Text segment:
#####

Difference Relay vs. NNVM

Hi, I tried to read everything I could find about TVM.

But I am still confused about Relay and NNVM:

In my understanding Relay is the IR, based upon Halide, which ist used for most optimizations in TVM. But what exactly is NNVM? I can’t find any information about it in the documentation.

Relay is the higher level IR that expresses models in terms of operators, like conv2d or dense. There’s a lower level IR underneath this called TIR which operators like conv2d are lowered to. TIR looks quite similar to C if you print it and it’s what is ultimately lowered to LLVM IR/OpenCL/CUDA etc. Here’s a random snippet of TIR taken from the tutorials:

primfn(A_1: handle, B_1: handle) -> ()

#####

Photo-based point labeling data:
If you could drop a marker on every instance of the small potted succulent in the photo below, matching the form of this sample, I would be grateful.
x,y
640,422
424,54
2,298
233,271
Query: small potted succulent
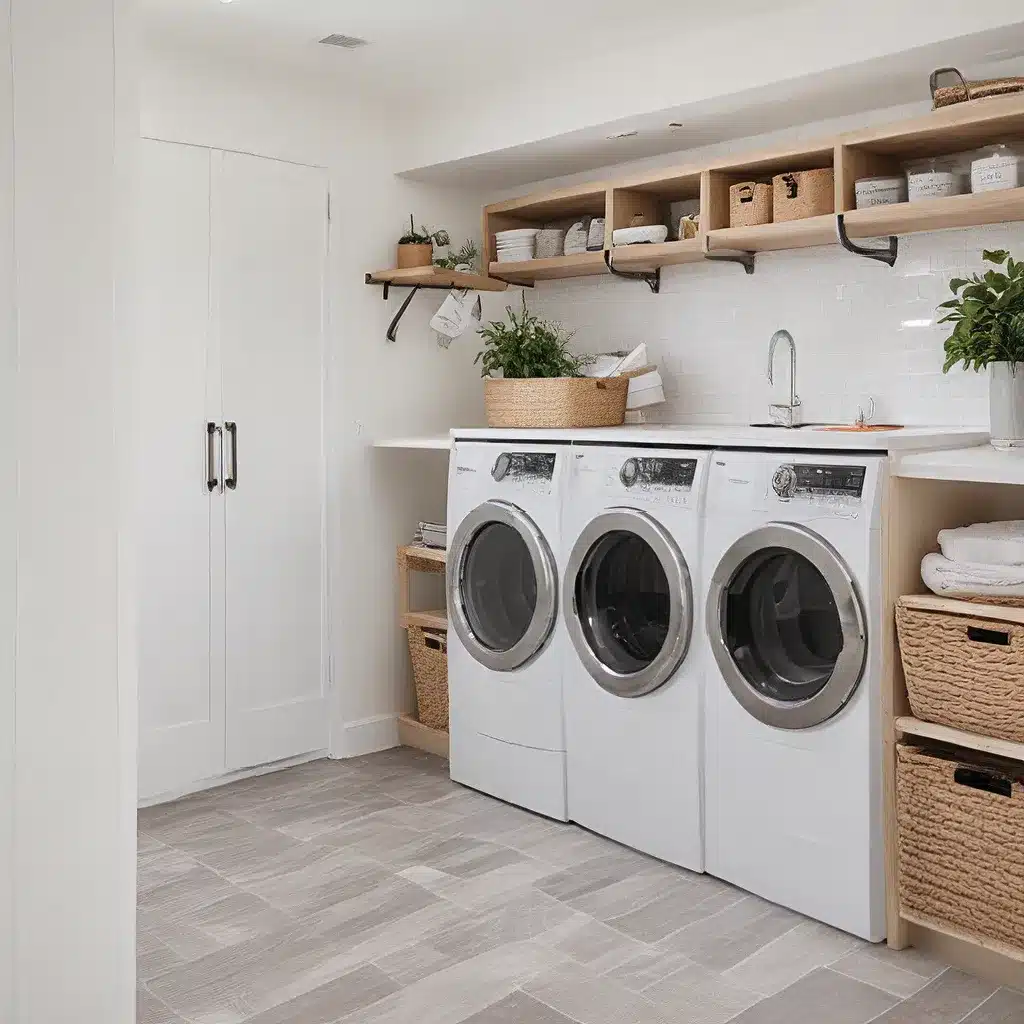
x,y
988,313
416,248
542,382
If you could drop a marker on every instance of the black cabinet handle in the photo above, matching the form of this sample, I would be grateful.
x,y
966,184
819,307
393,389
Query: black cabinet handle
x,y
999,637
232,478
211,457
987,781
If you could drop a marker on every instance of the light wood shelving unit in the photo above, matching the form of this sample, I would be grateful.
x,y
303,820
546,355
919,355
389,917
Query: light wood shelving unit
x,y
854,155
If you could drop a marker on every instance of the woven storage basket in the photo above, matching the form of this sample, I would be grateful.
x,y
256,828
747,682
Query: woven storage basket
x,y
803,194
428,649
964,671
556,401
750,203
961,829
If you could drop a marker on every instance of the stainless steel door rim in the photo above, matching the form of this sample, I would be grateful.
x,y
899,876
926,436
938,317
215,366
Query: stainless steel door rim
x,y
664,666
546,608
849,665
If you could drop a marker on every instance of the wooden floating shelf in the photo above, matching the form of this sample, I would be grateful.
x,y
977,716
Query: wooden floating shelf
x,y
435,276
555,268
956,737
937,214
769,238
425,620
422,737
651,256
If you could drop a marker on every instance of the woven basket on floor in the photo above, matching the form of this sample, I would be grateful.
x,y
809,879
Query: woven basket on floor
x,y
803,194
962,842
428,649
556,401
964,671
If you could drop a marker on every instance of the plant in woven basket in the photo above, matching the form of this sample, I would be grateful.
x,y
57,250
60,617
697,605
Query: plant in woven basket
x,y
987,311
468,255
527,346
423,237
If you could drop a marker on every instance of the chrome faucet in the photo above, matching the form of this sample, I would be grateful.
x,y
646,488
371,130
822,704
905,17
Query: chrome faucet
x,y
791,415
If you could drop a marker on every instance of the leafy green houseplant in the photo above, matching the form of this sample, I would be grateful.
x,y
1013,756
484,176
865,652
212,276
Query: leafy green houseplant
x,y
987,311
542,382
416,248
527,346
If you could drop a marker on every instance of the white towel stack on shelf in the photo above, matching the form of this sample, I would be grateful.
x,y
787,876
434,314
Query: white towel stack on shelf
x,y
986,559
431,535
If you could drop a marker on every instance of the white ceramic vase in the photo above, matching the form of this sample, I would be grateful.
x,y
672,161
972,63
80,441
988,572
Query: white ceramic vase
x,y
1006,404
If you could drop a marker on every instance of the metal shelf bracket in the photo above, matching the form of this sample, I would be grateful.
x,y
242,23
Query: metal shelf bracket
x,y
744,259
888,256
652,279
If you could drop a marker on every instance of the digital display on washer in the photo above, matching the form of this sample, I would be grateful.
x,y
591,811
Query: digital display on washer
x,y
847,480
529,465
660,472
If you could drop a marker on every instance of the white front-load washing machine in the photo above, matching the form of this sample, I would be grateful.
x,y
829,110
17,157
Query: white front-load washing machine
x,y
506,641
633,683
793,550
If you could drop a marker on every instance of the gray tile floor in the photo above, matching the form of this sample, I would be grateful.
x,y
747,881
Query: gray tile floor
x,y
377,891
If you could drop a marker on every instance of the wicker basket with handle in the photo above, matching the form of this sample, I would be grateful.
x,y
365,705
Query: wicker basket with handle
x,y
556,401
428,649
750,204
964,665
803,194
961,825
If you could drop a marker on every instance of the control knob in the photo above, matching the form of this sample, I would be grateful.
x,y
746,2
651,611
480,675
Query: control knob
x,y
629,473
784,481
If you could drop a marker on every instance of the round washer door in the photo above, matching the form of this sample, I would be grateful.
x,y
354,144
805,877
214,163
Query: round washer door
x,y
629,602
786,627
502,586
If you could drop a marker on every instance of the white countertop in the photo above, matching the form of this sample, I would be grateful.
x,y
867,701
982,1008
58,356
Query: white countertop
x,y
906,439
977,465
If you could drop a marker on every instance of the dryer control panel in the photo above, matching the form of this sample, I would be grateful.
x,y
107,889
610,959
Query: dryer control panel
x,y
819,481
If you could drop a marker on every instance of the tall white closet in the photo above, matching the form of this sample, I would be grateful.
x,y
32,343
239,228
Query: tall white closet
x,y
232,255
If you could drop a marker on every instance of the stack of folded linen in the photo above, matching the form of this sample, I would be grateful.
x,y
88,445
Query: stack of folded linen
x,y
431,535
983,560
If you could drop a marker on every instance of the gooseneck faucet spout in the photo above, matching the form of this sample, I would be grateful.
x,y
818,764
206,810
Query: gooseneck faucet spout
x,y
787,416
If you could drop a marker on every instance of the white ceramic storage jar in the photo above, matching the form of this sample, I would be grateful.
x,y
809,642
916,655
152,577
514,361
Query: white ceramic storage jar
x,y
996,167
880,190
933,179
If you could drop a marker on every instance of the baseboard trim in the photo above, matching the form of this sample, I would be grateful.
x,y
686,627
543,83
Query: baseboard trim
x,y
371,734
236,776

#####

Work to do:
A) Tally how many lines of the entries contain the string "digital", treating uppercase and lowercase as different. Reply with only the number.
B) Carry on the forum thread about Relay and NNVM from the point where it stops.

Task-by-task answers:
A) 2

B)
  attr = {"global_symbol": "main", "tir.noalias": True}
  buffers = {B: Buffer(B_2: handle, float32, [n: int32], [stride: int32], type="auto"),
             A: Buffer(A_2: handle, float32, [n, m: int32], [stride_1: int32, stride_2: int32], type="auto")}
  buffer_map = {A_1: A, B_1: B} {
  for (i: int32, 0, n) {
    B_2[(i*stride)] = 0f32
    for (k: int32, 0, m) {
      B_2[(i*stride)] = ((float32*)B_2[(i*stride)] + (float32*)A_2[((i*stride_1) + (k*stride_2))])
    }
  }
}

It’s TIR that has the historical connection to Halide IR rather than Relay. NNVM was the precursor to Relay and as far as I’m aware is now deprecated, so you shouldn’t need to worry about it.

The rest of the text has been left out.